**Dataset content**
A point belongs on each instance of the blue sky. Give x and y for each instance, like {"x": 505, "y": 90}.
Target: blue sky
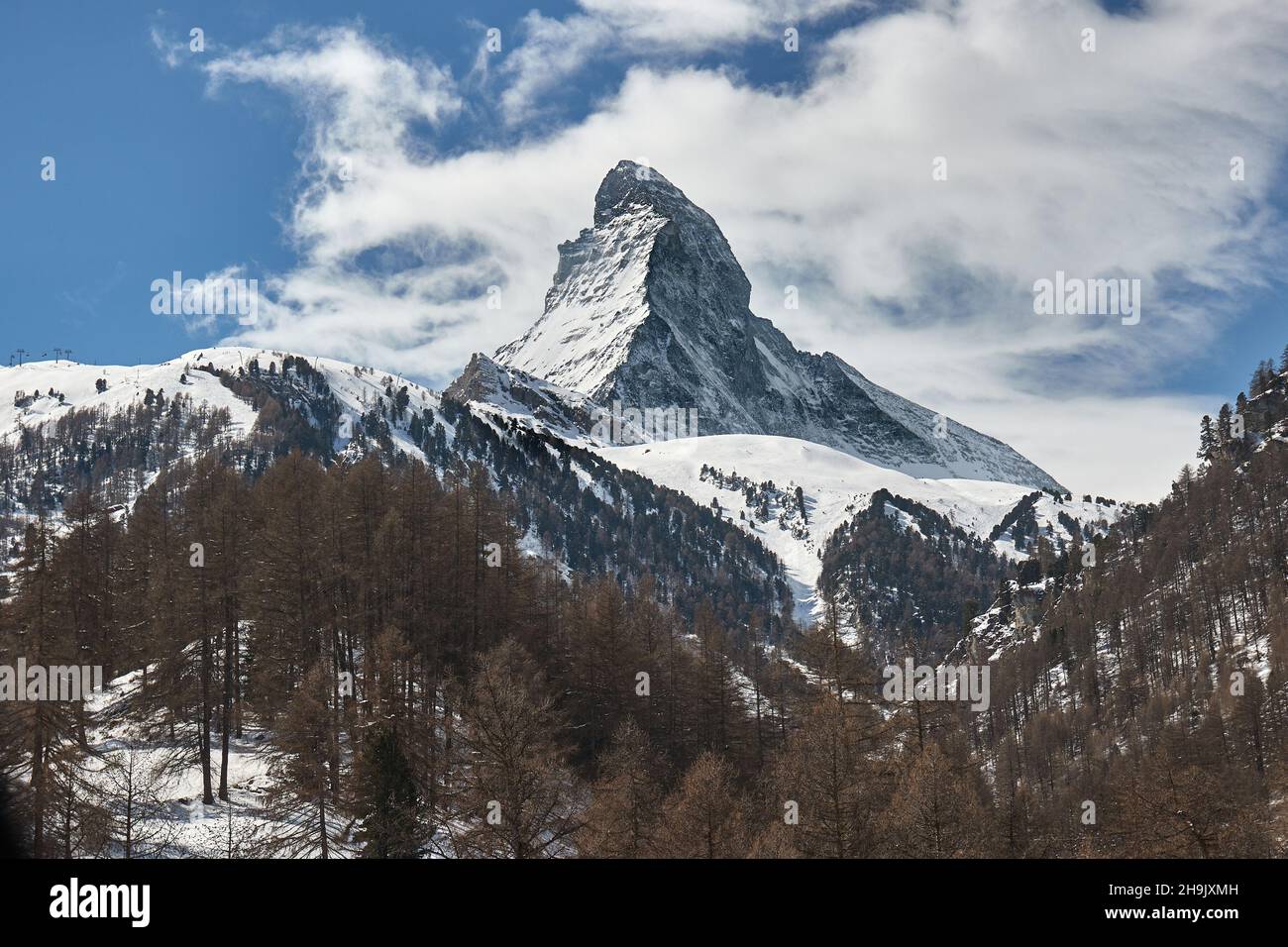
{"x": 478, "y": 163}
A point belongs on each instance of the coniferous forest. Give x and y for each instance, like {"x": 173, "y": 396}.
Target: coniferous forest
{"x": 411, "y": 681}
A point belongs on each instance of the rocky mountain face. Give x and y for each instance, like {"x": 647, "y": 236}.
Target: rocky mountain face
{"x": 649, "y": 308}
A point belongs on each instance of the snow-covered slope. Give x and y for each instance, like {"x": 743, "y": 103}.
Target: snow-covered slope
{"x": 649, "y": 308}
{"x": 26, "y": 399}
{"x": 356, "y": 388}
{"x": 833, "y": 484}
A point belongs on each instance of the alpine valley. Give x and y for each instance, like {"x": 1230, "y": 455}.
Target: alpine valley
{"x": 649, "y": 535}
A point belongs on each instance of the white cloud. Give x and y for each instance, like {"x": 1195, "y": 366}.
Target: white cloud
{"x": 1098, "y": 163}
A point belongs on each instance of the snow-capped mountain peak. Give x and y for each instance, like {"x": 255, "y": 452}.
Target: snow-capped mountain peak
{"x": 651, "y": 309}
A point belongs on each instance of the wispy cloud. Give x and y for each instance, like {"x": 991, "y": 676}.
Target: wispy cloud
{"x": 1107, "y": 162}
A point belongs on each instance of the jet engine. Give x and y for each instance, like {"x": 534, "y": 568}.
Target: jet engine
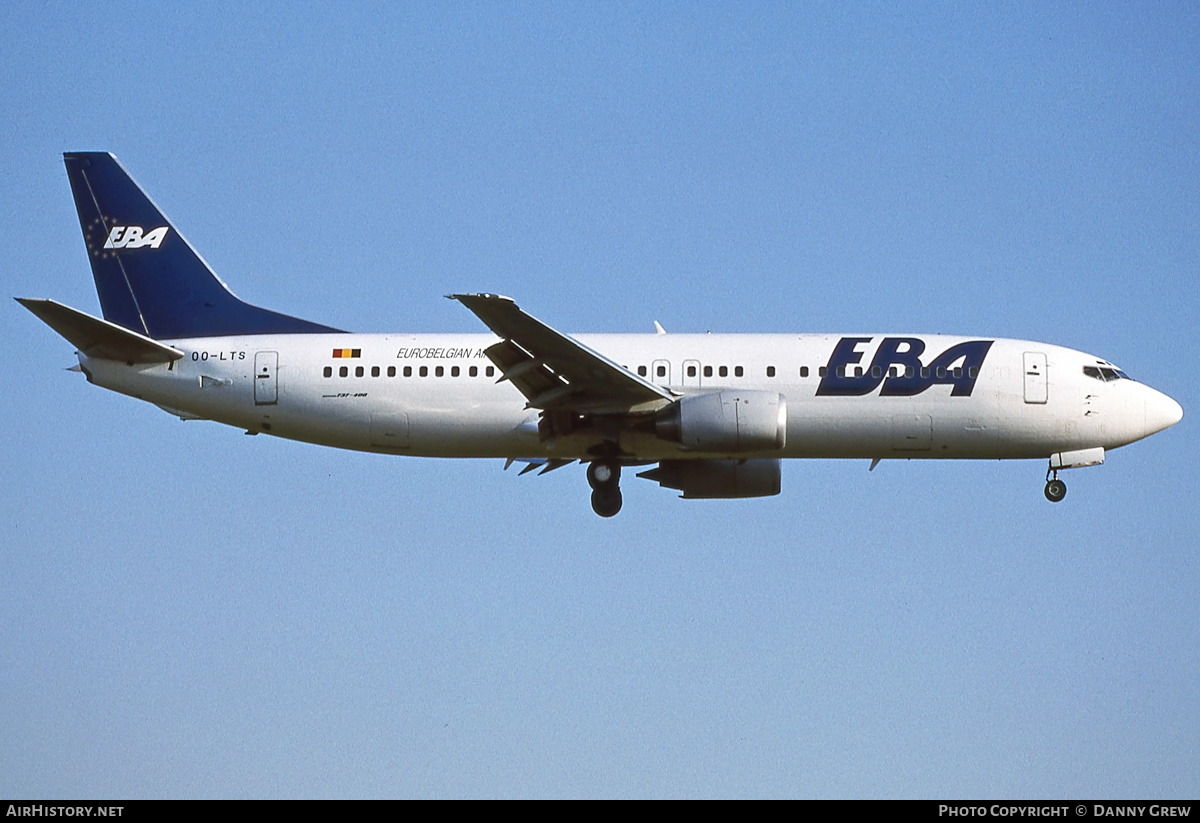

**Task goal**
Go through the records above and copy every line with the word "each".

**Exercise result**
A point belongs on each instance of the blue sky. Give x and y for each instance, like {"x": 505, "y": 90}.
A point belongs on each instance of the coniferous forest. Give x and y for each instance, like {"x": 173, "y": 396}.
A point belongs on each instance of the rocky mountain face. Give x and y for each instance, like {"x": 647, "y": 236}.
A point belongs on each instance of the snow-covered slope. Give x and y for each instance, like {"x": 743, "y": 103}.
A point belongs on each instance of the alpine valley. Give x and y for each instance, like {"x": 1230, "y": 455}.
A point belongs on each instance of the white cloud. Give x and y for each instance, like {"x": 1195, "y": 366}.
A point belongs on each instance of the snow-capped mountain peak. Give x and y for each instance, like {"x": 255, "y": 452}.
A point belongs on each instance of the wispy cloud. Give x and y for each instance, like {"x": 991, "y": 676}.
A point belongs on each instance of the jet engine. Give x and y for each instance, like {"x": 534, "y": 568}.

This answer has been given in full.